● WORK INSTRUCTIONS: Transcribe the lines below verbatim, from the line containing "Find the church" up to and including the line containing "119 64 L 119".

##### THE DATA #####

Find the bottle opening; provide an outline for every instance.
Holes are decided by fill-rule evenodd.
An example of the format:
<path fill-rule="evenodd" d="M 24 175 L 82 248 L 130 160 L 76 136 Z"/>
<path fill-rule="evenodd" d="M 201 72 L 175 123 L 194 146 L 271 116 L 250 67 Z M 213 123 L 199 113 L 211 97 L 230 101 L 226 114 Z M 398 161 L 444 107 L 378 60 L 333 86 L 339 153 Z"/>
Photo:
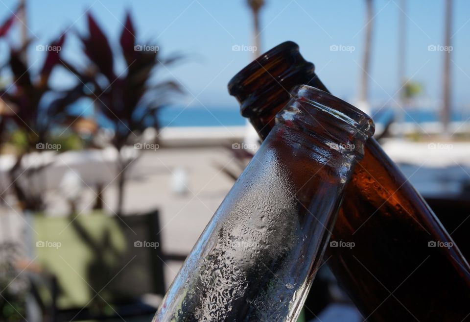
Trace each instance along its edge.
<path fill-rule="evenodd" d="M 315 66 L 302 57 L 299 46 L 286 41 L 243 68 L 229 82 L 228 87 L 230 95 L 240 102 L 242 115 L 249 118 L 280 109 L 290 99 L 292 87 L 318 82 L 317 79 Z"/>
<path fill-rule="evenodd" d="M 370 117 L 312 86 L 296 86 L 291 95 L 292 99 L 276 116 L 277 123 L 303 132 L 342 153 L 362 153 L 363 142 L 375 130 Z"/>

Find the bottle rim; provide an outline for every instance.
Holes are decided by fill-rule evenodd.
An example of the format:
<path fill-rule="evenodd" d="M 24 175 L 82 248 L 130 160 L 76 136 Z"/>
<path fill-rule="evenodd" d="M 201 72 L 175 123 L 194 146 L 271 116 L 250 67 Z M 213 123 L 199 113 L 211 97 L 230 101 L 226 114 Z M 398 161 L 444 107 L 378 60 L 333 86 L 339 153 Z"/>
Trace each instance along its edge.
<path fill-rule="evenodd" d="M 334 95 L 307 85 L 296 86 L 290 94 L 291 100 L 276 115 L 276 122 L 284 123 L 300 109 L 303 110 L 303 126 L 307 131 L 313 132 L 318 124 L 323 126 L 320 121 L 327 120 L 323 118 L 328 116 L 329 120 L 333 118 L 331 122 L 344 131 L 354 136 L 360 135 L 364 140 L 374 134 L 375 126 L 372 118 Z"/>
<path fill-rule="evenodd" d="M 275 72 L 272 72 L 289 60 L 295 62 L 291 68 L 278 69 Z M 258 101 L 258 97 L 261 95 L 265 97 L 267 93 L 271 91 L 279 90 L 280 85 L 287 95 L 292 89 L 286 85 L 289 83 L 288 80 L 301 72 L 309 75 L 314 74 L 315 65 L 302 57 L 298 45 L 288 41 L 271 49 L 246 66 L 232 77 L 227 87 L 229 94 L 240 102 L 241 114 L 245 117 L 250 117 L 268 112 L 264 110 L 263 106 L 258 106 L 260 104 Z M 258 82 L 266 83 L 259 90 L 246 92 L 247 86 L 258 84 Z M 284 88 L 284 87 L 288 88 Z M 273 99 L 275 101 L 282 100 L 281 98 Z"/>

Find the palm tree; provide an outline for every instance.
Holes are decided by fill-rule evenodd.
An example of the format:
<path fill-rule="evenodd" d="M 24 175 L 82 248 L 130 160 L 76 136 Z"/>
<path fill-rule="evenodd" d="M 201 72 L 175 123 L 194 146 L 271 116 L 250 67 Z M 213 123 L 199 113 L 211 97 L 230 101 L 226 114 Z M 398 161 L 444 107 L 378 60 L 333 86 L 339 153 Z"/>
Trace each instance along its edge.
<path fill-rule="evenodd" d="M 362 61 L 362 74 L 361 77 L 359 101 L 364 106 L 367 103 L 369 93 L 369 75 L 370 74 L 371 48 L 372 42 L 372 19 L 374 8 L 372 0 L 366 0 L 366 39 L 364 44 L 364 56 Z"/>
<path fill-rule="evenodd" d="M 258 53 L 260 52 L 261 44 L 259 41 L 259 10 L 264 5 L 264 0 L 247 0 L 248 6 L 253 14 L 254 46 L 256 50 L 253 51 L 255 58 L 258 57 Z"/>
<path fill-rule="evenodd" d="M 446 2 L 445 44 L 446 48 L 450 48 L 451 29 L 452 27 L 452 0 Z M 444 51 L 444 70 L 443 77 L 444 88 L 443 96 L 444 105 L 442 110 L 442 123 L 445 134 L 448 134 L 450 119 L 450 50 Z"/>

#####
##### THE DATA #####

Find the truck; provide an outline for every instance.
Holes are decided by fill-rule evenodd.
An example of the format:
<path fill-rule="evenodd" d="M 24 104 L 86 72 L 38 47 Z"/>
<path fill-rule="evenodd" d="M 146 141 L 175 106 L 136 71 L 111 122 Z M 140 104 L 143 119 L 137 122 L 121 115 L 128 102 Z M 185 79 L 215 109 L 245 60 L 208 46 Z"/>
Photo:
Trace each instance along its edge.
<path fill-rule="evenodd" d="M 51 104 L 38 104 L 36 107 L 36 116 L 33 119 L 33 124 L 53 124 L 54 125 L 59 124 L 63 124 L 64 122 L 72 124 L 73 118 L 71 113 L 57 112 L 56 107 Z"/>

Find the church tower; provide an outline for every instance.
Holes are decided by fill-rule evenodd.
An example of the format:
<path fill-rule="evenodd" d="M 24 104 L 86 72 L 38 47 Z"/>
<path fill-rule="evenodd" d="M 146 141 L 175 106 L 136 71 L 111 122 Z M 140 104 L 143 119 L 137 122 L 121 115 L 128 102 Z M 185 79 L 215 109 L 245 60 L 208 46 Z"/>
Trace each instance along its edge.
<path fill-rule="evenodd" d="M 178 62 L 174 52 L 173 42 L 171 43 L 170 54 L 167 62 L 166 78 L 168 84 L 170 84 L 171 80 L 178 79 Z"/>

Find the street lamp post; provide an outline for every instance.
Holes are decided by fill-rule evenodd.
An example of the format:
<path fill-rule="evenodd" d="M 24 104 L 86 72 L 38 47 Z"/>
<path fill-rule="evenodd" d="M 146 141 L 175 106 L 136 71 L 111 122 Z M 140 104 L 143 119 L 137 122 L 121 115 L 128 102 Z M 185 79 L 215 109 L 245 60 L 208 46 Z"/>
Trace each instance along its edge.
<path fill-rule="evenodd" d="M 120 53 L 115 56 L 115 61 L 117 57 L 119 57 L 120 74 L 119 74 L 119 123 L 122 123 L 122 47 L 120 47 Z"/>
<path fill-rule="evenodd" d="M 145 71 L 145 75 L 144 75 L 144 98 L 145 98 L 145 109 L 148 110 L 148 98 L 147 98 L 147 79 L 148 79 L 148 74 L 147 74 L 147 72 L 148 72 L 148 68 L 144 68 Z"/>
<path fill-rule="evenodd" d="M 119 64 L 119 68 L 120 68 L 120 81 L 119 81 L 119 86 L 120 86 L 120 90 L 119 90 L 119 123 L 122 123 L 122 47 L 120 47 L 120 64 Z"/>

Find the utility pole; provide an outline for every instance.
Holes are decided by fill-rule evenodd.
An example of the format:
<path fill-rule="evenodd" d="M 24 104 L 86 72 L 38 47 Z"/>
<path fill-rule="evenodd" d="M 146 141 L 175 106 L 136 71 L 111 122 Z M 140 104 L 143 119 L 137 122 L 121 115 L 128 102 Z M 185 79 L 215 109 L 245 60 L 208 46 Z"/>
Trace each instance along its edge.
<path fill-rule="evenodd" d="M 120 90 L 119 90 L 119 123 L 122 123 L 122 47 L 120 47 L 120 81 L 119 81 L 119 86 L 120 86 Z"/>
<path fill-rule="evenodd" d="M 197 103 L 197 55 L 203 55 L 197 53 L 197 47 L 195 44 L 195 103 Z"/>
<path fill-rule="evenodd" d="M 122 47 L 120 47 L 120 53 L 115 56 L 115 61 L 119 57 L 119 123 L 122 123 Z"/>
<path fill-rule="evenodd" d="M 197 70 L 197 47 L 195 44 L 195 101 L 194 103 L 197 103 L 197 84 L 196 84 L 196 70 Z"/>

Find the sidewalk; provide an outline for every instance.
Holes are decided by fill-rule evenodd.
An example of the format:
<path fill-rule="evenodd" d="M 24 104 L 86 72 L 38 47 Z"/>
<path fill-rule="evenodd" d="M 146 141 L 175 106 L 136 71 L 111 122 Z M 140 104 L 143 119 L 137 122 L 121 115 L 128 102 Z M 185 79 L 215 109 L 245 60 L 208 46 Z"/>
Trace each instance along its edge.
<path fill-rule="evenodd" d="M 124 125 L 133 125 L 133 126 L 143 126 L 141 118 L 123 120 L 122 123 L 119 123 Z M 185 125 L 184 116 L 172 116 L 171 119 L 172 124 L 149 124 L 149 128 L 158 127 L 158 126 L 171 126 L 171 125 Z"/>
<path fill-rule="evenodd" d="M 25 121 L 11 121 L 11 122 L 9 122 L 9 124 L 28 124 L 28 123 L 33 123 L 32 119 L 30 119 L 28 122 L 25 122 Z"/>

#####

● FINAL ANSWER:
Find the church tower; provide an outline for every instance.
Holes are decided by fill-rule evenodd.
An example of the format:
<path fill-rule="evenodd" d="M 24 104 L 86 72 L 38 47 Z"/>
<path fill-rule="evenodd" d="M 146 141 L 175 106 L 136 71 L 111 122 Z M 140 104 L 143 119 L 137 122 L 121 115 L 128 102 Z M 185 79 L 215 109 L 245 60 L 208 46 Z"/>
Trace each instance along its edge.
<path fill-rule="evenodd" d="M 178 62 L 174 52 L 173 42 L 171 43 L 170 54 L 167 62 L 166 78 L 168 84 L 170 84 L 171 80 L 178 79 Z"/>

Find the street lamp post; provide an outline for every instance.
Holes are decided by fill-rule evenodd.
An example of the format:
<path fill-rule="evenodd" d="M 24 104 L 86 72 L 38 47 Z"/>
<path fill-rule="evenodd" d="M 146 141 L 175 106 L 136 71 L 111 122 Z M 140 104 L 143 119 L 137 122 L 121 115 L 128 102 Z M 185 79 L 215 109 L 245 60 L 208 46 Z"/>
Trace each instance along its edge.
<path fill-rule="evenodd" d="M 120 53 L 115 56 L 115 61 L 117 57 L 119 57 L 120 74 L 119 74 L 119 123 L 122 123 L 122 47 L 120 47 Z"/>
<path fill-rule="evenodd" d="M 145 71 L 145 75 L 144 75 L 144 98 L 145 98 L 145 109 L 148 110 L 148 98 L 147 98 L 147 79 L 148 79 L 148 74 L 147 74 L 147 72 L 148 72 L 148 68 L 144 68 Z"/>
<path fill-rule="evenodd" d="M 119 64 L 119 68 L 120 68 L 120 81 L 119 81 L 119 86 L 120 86 L 120 90 L 119 90 L 119 123 L 122 123 L 122 47 L 120 47 L 120 64 Z"/>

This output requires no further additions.